## Given entries
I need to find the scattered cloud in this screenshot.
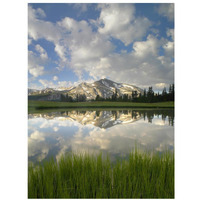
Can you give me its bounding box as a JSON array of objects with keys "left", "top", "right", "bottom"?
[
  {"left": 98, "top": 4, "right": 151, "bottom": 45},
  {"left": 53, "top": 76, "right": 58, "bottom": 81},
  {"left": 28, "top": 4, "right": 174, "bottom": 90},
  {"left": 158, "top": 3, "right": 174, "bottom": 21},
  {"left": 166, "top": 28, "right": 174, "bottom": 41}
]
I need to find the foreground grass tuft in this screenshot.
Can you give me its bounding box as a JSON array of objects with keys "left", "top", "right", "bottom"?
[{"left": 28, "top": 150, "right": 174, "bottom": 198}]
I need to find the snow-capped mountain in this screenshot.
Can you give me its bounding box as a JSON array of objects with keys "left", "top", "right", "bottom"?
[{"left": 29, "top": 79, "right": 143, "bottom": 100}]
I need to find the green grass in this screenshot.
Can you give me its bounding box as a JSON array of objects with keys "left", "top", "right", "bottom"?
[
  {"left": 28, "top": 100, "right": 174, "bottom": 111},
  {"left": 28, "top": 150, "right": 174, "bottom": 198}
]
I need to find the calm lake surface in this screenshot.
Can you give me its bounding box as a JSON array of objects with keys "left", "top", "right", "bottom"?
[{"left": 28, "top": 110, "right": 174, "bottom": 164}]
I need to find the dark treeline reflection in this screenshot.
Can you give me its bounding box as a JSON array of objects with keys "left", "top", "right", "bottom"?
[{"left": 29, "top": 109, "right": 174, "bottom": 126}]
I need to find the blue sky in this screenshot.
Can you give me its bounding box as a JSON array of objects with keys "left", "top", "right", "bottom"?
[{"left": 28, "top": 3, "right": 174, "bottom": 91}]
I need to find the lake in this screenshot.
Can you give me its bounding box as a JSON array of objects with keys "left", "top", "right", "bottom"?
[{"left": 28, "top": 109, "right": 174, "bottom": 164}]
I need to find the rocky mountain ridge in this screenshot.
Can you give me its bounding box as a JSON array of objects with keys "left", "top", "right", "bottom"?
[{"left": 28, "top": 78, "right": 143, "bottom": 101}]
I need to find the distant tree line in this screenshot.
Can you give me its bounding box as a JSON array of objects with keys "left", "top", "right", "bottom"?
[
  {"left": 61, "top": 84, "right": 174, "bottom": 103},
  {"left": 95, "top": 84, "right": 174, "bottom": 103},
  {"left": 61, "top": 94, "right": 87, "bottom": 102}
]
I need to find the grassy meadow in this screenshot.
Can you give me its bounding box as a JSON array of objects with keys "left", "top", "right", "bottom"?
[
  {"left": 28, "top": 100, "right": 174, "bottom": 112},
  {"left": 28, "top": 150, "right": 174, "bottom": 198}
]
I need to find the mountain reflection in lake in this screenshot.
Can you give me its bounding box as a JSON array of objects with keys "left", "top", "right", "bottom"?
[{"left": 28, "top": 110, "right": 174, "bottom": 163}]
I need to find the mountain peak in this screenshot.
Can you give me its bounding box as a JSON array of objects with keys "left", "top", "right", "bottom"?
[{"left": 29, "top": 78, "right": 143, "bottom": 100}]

## Direction
Reproduce all of the entries above verbatim, leaving out the picture.

## Finished answer
I need to find the scattered cloud in this screenshot.
Can you give me its bounding box as a JSON array of objects with keys "left", "top", "right", "bottom"?
[
  {"left": 98, "top": 4, "right": 151, "bottom": 45},
  {"left": 53, "top": 76, "right": 58, "bottom": 81},
  {"left": 28, "top": 4, "right": 174, "bottom": 90},
  {"left": 158, "top": 3, "right": 174, "bottom": 21},
  {"left": 166, "top": 28, "right": 174, "bottom": 41}
]
I need to find the foreground grass tuft in this screenshot.
Can you give me its bounding box as a JSON array of objects with keys "left", "top", "right", "bottom"?
[{"left": 28, "top": 150, "right": 174, "bottom": 198}]
I need to find the snow-capped mountain in this screenshot.
Can you give me its bounding box as a JSON array of objects with keys "left", "top", "right", "bottom"?
[{"left": 29, "top": 79, "right": 143, "bottom": 100}]
I need to find the green grass in this screenshot.
Can you give me its bounding box as a JSON array of objects with keys "left", "top", "right", "bottom"?
[
  {"left": 28, "top": 100, "right": 174, "bottom": 111},
  {"left": 28, "top": 150, "right": 174, "bottom": 198}
]
I need to find the calm lake surface in this screenshot.
Can you give me its bounding box as a JSON array of objects with keys "left", "top", "right", "bottom"?
[{"left": 28, "top": 110, "right": 174, "bottom": 164}]
I need to find the dark treeline reflection in this screenshot.
Can you give me its bounding box as a JSON array of objects with keys "left", "top", "right", "bottom"?
[{"left": 29, "top": 109, "right": 174, "bottom": 126}]
I need to find the blue sky in this screenshot.
Can you give me its bounding box as a JSON array of objects with keys "left", "top", "right", "bottom"?
[{"left": 28, "top": 3, "right": 174, "bottom": 91}]
I need to find the lake in this screenshot.
Can you give me its bounding box as a JSON array of objects with keys "left", "top", "right", "bottom"?
[{"left": 28, "top": 109, "right": 174, "bottom": 164}]
I need to find the rocky mountain ridge in this screenshot.
Can you give me its bounding box as a JSON array of objects with keys "left", "top", "right", "bottom"?
[{"left": 28, "top": 78, "right": 143, "bottom": 101}]
I need to find the distant tree line in this screenshot.
Can you give me its bounding box as a JSON array of objects with keys "left", "top", "right", "bottom"?
[
  {"left": 61, "top": 84, "right": 174, "bottom": 103},
  {"left": 95, "top": 84, "right": 174, "bottom": 103},
  {"left": 61, "top": 94, "right": 87, "bottom": 102}
]
I need to find the grassy meadow in this screenshot.
Can you give me its bounding box as a JSON array of objects with keys "left", "top", "right", "bottom"?
[
  {"left": 28, "top": 100, "right": 174, "bottom": 112},
  {"left": 28, "top": 150, "right": 174, "bottom": 198}
]
I need to find the mountain reflection in lake in this screenshot.
Can you give me its bounding box as a JSON array of objects with keys "left", "top", "right", "bottom"?
[{"left": 28, "top": 110, "right": 174, "bottom": 163}]
I need to find the mountain peak in this screenshot.
Can you give me its bounding box as a JSON array of objects with keys "left", "top", "right", "bottom"?
[{"left": 29, "top": 78, "right": 143, "bottom": 100}]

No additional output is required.